Las preguntas y respuestas que se cruzan entre ellos se enclavan en los grandes temas de siempre de la poesía y de la filosofía: el amor, Dios, la eternidad, el hombre, la verdad… ¡La Verdad!, como decía Machado, no tu verdad, o mi verdad, sino la Verdad. Aunque tampoco es la verdad por la verdad, por la simple argumentación intelectual, replica Unamuno, eso es inhumano. El filósofo no solo filosofa con la razón, sino con la voluntad, con el sentimiento, con el alma toda y con todo el cuerpo. Las obras de estos dos escritores están cargadas de pensamiento y sentimiento.

La influencia que se ejercieron Unamuno y Machado es mutua. Machado creía que toda poética debía tener una filosofía; la suya era la de Unamuno. Esto no le resta originalidad a Machado, pues Unamuno, sencillamente, era el que planteaba los problemas, el aldabón que golpea la conciencia, y Machado, por cuenta propia, buscaba soluciones a estos problemas, soluciones que Unamuno reutilizaba otra vez en sus artículos usando la perfecta expresión de la poética machadiana.

El nacimiento de una amistad

Machado envió a Unamuno su primer libro de versos, Soledades, en 1903, con la siguiente dedicatoria: A don Miguel de Unamuno, al sabio y al poeta. Devotamente: Antonio Machado. Unamuno no publicó su primer libro de versos hasta 1907 y, curiosamente, Machado ya le llama poeta. Parece ser que se conocieron alrededor del 1900.

Podríamos empezar dejando hablar a Unamuno: ¿qué idea tiene de la filosofía? Pues para él es más poesía que ciencia. Decía: «La filosofía es una reacción al misterio de la realidad, concretamente al de la vida humana y su destino». La filosofía, como dice en Del sentimiento trágico, es un esfuerzo por racionalizar la vida y a la vez vitalizar la razón. «El hombre filosofa para vivir, la filosofía es un producto humano de cada filósofo y cada filósofo es un hombre que se dirige a otros hombres como él. Filosofa el hombre porque necesita saber a qué atenerse, qué ha de ser de él, consolarse o desesperarse de haber nacido (…) El ser humano es el supremo objeto y sujeto de toda filosofía».

* MATERIAL DEL EJERCICIO:
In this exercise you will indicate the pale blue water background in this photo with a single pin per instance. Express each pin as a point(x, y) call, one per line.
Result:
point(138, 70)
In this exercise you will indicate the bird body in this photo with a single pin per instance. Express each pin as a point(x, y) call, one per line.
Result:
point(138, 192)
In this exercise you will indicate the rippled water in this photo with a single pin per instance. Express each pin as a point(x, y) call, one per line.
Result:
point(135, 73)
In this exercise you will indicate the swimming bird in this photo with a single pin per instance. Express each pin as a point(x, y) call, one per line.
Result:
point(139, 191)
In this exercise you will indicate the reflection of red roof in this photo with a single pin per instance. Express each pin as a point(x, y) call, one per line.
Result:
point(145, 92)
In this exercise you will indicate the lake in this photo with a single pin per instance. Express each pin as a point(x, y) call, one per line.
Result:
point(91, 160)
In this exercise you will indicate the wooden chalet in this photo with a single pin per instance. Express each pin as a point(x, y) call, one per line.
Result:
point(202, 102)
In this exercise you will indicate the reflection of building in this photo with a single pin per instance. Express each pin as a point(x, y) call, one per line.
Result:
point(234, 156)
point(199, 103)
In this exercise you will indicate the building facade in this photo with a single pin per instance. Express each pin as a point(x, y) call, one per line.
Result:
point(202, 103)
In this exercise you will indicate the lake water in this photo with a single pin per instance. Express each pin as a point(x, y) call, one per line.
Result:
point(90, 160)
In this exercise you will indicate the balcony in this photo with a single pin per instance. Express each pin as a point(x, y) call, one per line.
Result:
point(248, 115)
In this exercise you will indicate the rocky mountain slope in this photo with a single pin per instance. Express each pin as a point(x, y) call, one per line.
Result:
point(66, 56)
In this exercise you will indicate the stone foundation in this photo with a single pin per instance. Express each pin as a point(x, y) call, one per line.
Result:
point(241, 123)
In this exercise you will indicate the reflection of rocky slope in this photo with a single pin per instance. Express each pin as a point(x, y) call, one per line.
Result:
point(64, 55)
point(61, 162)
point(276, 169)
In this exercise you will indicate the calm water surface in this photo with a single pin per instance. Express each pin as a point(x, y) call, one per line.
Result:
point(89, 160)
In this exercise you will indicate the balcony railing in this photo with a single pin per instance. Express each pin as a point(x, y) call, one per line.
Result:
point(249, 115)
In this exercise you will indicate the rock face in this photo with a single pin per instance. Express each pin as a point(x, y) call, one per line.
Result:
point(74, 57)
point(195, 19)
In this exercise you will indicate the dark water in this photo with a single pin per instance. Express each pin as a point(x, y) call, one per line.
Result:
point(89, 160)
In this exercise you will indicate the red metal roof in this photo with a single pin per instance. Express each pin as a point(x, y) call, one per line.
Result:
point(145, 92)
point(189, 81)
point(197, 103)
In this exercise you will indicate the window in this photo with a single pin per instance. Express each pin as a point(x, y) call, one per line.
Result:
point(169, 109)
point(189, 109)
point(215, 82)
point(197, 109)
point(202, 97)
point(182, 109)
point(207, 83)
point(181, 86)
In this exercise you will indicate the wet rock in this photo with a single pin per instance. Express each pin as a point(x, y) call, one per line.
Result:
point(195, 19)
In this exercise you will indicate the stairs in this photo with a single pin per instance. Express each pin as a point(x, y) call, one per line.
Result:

==

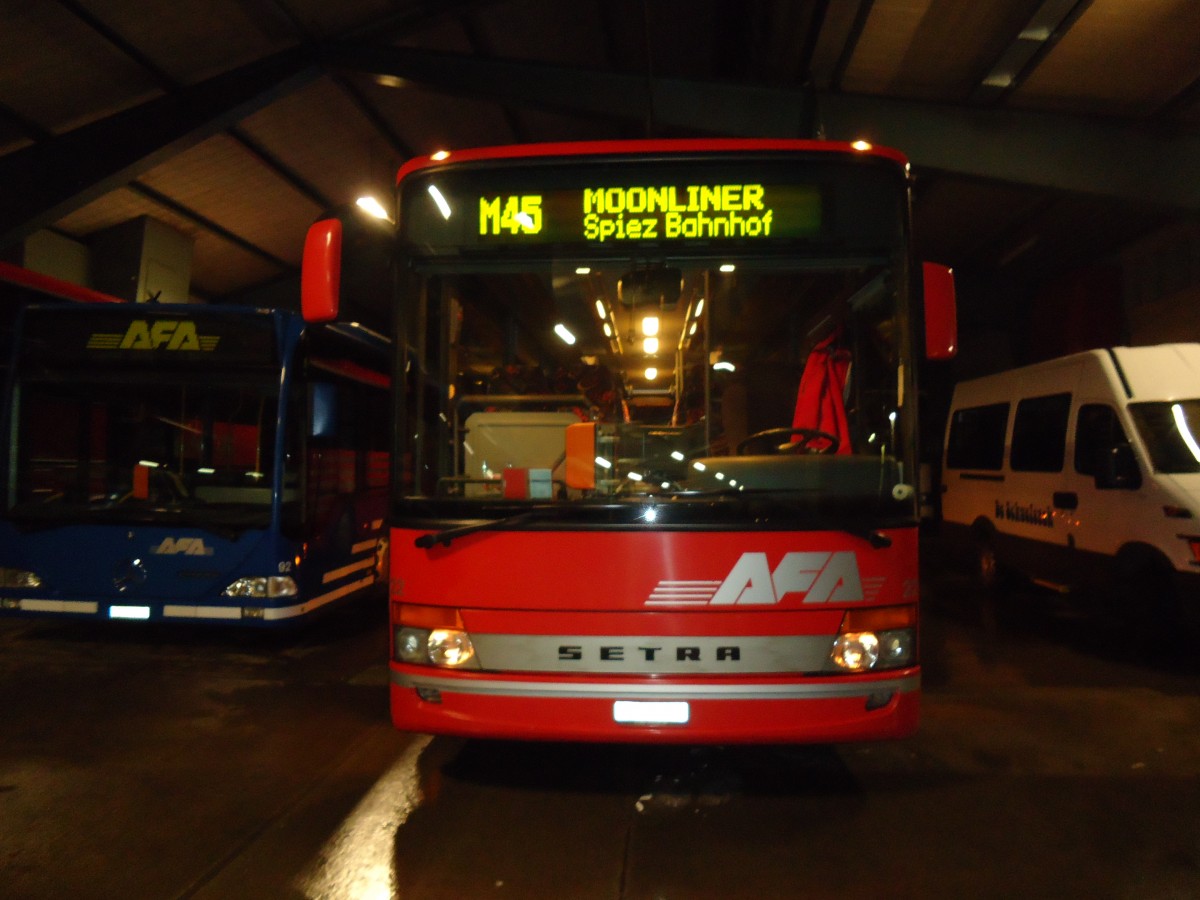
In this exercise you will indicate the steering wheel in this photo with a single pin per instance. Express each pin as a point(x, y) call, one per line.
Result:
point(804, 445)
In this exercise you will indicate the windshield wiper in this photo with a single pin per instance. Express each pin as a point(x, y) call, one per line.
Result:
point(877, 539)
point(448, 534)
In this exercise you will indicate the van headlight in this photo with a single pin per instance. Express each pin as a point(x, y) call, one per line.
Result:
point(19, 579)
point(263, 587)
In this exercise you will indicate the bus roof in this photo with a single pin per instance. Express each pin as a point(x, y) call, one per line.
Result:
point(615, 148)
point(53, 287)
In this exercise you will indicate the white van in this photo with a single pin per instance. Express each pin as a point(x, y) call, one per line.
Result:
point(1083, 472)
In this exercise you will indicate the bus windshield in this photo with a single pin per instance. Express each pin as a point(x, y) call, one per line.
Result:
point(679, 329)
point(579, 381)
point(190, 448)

...

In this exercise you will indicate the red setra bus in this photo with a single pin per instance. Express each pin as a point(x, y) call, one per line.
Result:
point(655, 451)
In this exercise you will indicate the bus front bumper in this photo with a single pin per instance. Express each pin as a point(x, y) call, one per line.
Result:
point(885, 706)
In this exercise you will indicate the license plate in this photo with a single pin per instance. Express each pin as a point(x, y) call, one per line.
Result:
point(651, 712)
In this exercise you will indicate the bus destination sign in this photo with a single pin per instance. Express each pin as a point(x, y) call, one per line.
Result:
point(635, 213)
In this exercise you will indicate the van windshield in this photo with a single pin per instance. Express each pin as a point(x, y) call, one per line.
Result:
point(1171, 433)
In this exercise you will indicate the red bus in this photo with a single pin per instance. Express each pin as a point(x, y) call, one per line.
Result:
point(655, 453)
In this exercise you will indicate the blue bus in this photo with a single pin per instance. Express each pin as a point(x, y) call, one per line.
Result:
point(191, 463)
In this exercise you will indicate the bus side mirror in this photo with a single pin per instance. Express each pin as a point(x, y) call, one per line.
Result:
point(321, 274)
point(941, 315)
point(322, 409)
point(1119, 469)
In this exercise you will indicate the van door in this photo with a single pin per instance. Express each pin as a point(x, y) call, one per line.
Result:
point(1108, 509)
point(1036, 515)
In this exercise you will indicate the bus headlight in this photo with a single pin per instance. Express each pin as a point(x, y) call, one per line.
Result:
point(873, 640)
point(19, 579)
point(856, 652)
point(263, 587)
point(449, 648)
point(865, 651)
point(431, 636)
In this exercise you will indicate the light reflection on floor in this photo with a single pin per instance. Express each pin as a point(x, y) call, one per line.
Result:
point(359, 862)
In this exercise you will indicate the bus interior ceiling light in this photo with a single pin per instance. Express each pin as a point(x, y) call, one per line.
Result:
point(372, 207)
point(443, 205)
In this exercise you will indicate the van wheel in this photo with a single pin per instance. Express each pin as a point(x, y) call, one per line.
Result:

* ENUNCIADO 1: Presenta el listado, desde la línea que contiene "In this exercise you will indicate the rocky" hasta la línea que contiene "point(66, 56)", ambas incluidas, como un CSV de dos columnas llamadas entrada y salida. Pon una fila por cada par, cada valor en un solo campo entre comillas y los saltos de línea convertidos en espacios.
* ENUNCIADO 2: Prolonga el texto sobre Unamuno y Machado a partir de su última oración.

* RESPUESTA 1:
entrada,salida
"In this exercise you will indicate the rocky mountain slope in this photo with a single pin per instance. Express each pin as a point(x, y) call, one per line. Result:","point(66, 56)"

* RESPUESTA 2:
El punto de partida de su filosofía está en el apetito de perduración, un afán de inmortalidad, en el sentido de la tesis de Spinoza, según la cual, la esencia de una cosa consiste en su tendencia a perseverar en su ser indefinidamente. Dicho de forma unamuniana: Ser es querer seguir siendo siempre, lo que no es eterno no es real.

Es posible que en 1903 Unamuno le visitara para darle las gracias por el envío de Soledades, y por ello Machado le dedicó su poema Luz. Esta es la época de fuerte formación de Machado. Le escribe Machado a Unamuno: «Usted, con golpes de maza, ha roto la espesa costra de nuestra vanidad, de nuestra somnolencia (…) A usted debo el haber saltado la tapia de mi corral o de mi huerto (…) hay que soñar despierto. No debemos crearnos un mundo aparte (…) no debemos huir de la vida para forjarnos una vida mejor que sea estéril para los demás». Unamuno le decía al joven poeta : «Huya, sobre todo, del arte de arte, del arte de los artistas, hecho por ellos para ellos solos». Este rechazo de Unamuno por los profesionales de la poesía, junto con la influencia de Giner de los Ríos, contribuyó a que el joven poeta se decidiese a trabajar para vivir y buscase una profesión, como el mismo don Miguel había hecho en su juventud.

El tema de España en Unamuno y Machado

Unamuno y Machado sienten a España como un problema, y al hablar de España no se referían a una abstracción, sino a lo que verdaderamente la hace: sus gentes –con su carácter, su forma de vivir y obrar, sus pasiones–, la tierra en que viven y mueren, campos, ciudades… No hay que perder de vista la educación de los Machado, familia liberal, una escuela que soñaba con el renacer a través de su historia, arte, paisajes, y de ahí nace su amor, sus Campos de Castilla, hundiendo el dedo en los problemas. En Unamuno, ese es un aspecto que no hay que destacar: su obra es una apasionada meditación sobre España, y su impresionante concepto de la intrahistoria, frente a la historia. Dice: «… los periódicos nada dicen de la vida silenciosa de los millones de hombres sin historia que a todas horas del día (…) se levantan a una orden del sol, y van a sus campos a proseguir la silenciosa labor cotidiana y eterna (…) Esa vida intrahistórica, silenciosa y continua (…) es la sustancia misma del progreso, la verdadera tradición eterna».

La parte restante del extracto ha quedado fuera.